## [Penggalan Teks]
Kemuliaan Wanita dalam Syariat Islam (bag.3)

Wanita Sebagai Istri

Islam juga menyeru kepada umat manusia untuk memuliakan wanita dalam statusnya sebagai istri. Pemuliaan itu dilakukan dengan memberikannya hak-hak yang agung atas suaminya sebagaimana juga dia memiliki kewajiban-kewajiban terhadap suaminya. Di antara hak istri dalam islam ialah mendapat perlakuan baik dari suaminya, juga mendapat perlakuan baik dalam hal makanan, minuman dan pakaian. Istri juga berhak mendapatkan perlakuan yang lembut dari suami, dimuliakan, serta seorang suami harus bersabar dalam menyikapi istri. Dalam syariat Islam sebaik-baik manusia adalah orang yang paling baik perlakuannya untuk keluarganya. Termasuk hak istri dalam islam adalah berhak mendapatkan pembelajaran tentang agamanya yaitu Islam, berhak juga mendapatkan penjagaan fisik dan agamanya.

Salah satu ayat al-Qur’an yang paling lengkap mencakup hak-hak istri yaitu firman Allah,

وَعَاشِرُوهُنَّ بِالْمَعْرُوفِ

Dan bergaulah dengan mereka secara patut (Qs. An-Nisa : 19)

Banyak hadis dari Rasulullah –shallallahu ‘alaihi wasallam– yang menegaskan kewajiban suami untuk memperhatikan hak-hak istri, di antaranya hadis dalam Shahih al-Bukhari dan Muslim dari Shahabat Abu Hurairah-semoga Allah meridhainya- dia berkata, Rasulullah-shallallahu ‘alaihi wasallam- bersabda, “ Terimalah wasiatku untuk berbuat baik kepada para wanita. Sesungguhnya mereka diciptakan dari tulang rusuk (yang bengkok). Dan yang paling bengkok dari tulang rusuk adalah tulang rusuk teratas. Apabila kamu meluruskannya kamu akan mematahkannya, namun apabila kamu diamkan dia akan semakin bengkok, maka berlaku baiklah padanya (Shahih al-Bukhari, no. 3331 dan Muslim, no. 1468)

Imam Nawawi berkata : Dalam hadis ini terdapat perintah untuk bersikap lembut dan berbuat baik kepada wanita, serta bersabar atas akhlaknya yang masih bengkok (salah) serta bersabar juga menghadapi lemahnya akal mereka. Hadis ini juga berisi makruhnya menjatuhkan talak atas mereka tanpa sebab dan tidak berusaha meluruskannya. Wallahu a’lam (Syarah Shahih Muslim, 10/57)

Imam Ahmad, Abu Dawud, dan Turmudzi meriwayatkan hadis dari Abu Hurairah, dia berkata, Rasulullah –shallallahu ‘alaihi wasallam– bersabda, “ Mukmin yang paling sempurna keimanannya adalah yang paling baik akhlaknya, dan sebaik-baik orang di antara kalian adalah yang baik akhlaknya bagi keluarganya (HR. Ahmad, 2/250, 472, Abu Dawud, no. 4682 dan at-Tirmidzi, no. 1162)

Baris data:
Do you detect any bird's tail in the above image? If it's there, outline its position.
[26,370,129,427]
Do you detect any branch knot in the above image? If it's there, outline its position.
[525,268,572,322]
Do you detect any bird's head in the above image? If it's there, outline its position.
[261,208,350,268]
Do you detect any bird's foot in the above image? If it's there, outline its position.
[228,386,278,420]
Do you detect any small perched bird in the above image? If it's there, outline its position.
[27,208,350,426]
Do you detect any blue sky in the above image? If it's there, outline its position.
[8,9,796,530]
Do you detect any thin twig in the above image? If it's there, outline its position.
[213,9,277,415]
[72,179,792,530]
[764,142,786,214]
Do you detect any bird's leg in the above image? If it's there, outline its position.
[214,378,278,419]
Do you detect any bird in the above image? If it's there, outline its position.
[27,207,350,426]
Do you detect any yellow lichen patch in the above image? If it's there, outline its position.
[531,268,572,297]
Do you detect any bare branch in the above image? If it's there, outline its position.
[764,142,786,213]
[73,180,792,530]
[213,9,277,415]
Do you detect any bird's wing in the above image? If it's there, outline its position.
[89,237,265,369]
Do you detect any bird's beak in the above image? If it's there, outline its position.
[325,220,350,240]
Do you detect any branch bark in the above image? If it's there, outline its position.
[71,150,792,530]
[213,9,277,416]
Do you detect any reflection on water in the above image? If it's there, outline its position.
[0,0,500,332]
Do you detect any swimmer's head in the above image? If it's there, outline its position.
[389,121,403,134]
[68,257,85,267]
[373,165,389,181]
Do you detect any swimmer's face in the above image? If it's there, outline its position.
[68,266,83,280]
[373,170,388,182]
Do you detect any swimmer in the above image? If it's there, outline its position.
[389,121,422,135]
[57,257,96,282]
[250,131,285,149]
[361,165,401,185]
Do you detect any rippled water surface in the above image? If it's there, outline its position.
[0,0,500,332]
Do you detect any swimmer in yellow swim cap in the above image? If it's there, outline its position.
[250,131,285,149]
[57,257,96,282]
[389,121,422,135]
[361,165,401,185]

## [Tugas yang Dikerjakan]
A - Jawablah pertanyaan berikut berdasarkan penggalan teks tentang wanita sebagai istri.
(i) Di mana letak ayat yang disebut paling lengkap mencakup hak-hak istri?
(ii) Menurut Imam Nawawi, hal apa yang dinyatakan makruh dalam hadis tersebut?
(iii) Siapakah mukmin yang paling sempurna keimanannya menurut hadis riwayat Ahmad, Abu Dawud, dan Turmudzi?
B - Sebutkan setiap baris data yang memuat kata "head", lalu salin baris itu secara utuh.

## [Jawaban yang Diharapkan]
A -
(i) Qs. An-Nisa : 19
(ii) Menjatuhkan talak atas mereka tanpa sebab dan tidak berusaha meluruskannya
(iii) Yang paling baik akhlaknya

B -
Do you detect any bird's head in the above image? If it's there, outline its position.
Do you detect any swimmer's head in the above image? If it's there, outline its position.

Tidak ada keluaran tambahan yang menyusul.